The overall objective of the Health Policy of Tanzania is to provide free and comprehensive basic health services to all Tanzanians. The policy puts more emphasis on preventive and promotive health care, rather than on curative care. It also emphasizes the construction of smaller health facilities in preference to hospitals. In addition to that, emphasis is put on training mid-level and low-level cadres of health workers to man the facilities.
The commitment of the Government of Tanzania to its policy can easily been shown. For example at present there are about 3100 health units in the country of which about 2800 are Dispensaries and about 300 are Health Centres.
It has always been a major component of the Health Policy to ensure the availability and accessibility of essential drugs and basic health services as near to the people as possible. As a result today the potential coverage of the population with health services has increased to the extent that over 90% of the population lives within a distance of 10 km from a health facility.
However, as for many developing countries this policy has faced a number of problems, including:
1. The steady increase in the cost of maintenance and expansion of health facilities, plus the increased expenditure on drugs and medical supplies to meet the growing demand and utilisation of the facilities, has led to a substantial increase in the budget requirements for the health sector.

* **Record extracts**:
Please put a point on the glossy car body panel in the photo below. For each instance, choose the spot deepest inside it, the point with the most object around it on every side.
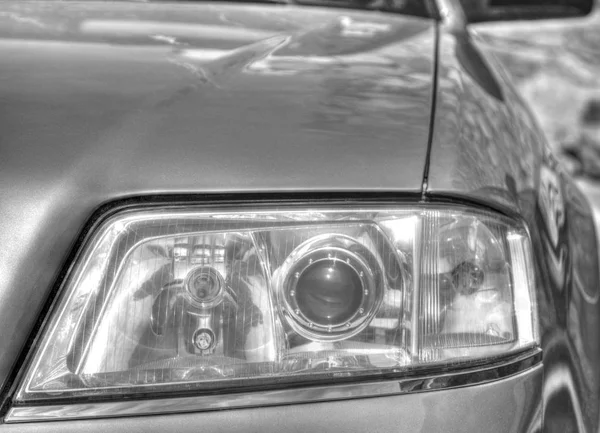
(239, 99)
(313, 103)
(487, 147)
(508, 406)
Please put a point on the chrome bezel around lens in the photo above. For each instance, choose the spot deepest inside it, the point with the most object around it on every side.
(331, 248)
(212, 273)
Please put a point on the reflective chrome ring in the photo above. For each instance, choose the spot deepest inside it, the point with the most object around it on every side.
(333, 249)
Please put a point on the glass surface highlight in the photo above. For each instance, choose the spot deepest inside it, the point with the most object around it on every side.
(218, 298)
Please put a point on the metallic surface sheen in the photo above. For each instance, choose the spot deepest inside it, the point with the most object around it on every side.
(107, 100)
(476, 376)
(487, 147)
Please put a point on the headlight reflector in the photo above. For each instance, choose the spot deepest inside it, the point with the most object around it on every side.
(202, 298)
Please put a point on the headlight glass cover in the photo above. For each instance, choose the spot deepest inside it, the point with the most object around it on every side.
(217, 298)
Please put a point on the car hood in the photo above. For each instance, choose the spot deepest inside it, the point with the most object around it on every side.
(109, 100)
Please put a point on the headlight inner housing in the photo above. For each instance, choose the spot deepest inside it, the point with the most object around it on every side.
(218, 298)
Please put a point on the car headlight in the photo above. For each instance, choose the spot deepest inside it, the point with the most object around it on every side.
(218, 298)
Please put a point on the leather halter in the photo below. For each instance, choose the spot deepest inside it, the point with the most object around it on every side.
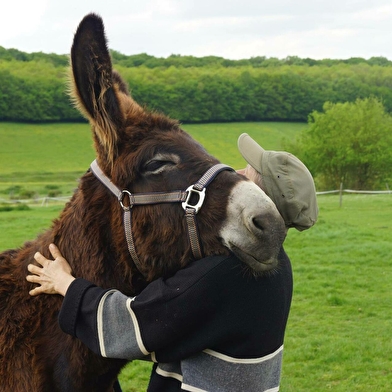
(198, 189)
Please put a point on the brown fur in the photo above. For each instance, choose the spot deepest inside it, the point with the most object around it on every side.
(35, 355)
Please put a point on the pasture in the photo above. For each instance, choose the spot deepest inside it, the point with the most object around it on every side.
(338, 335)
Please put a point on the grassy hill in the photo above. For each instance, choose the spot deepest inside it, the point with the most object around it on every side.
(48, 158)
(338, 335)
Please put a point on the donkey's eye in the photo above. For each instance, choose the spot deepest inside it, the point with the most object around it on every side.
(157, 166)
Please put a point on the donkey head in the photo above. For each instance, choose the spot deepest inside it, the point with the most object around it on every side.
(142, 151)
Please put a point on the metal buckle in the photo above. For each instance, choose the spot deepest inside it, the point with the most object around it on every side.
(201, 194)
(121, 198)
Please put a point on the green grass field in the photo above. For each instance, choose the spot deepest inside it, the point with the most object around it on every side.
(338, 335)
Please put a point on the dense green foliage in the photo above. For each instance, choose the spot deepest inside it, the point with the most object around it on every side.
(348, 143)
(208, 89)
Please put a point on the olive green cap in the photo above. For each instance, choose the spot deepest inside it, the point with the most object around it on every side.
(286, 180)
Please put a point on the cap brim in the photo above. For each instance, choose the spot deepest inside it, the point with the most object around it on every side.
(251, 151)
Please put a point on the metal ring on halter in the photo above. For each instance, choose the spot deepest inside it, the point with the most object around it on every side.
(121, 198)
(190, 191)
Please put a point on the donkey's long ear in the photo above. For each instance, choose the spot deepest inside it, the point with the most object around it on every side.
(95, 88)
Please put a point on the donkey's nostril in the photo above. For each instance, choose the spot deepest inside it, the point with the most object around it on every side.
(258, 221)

* **Task description**:
Repeat the part of the text on Tanzania's health policy starting with "It has always" and going on through "the health sector.", word for word.

* **Your solution**:
It has always been a major component of the Health Policy to ensure the availability and accessibility of essential drugs and basic health services as near to the people as possible. As a result today the potential coverage of the population with health services has increased to the extent that over 90% of the population lives within a distance of 10 km from a health facility.
However, as for many developing countries this policy has faced a number of problems, including:
1. The steady increase in the cost of maintenance and expansion of health facilities, plus the increased expenditure on drugs and medical supplies to meet the growing demand and utilisation of the facilities, has led to a substantial increase in the budget requirements for the health sector.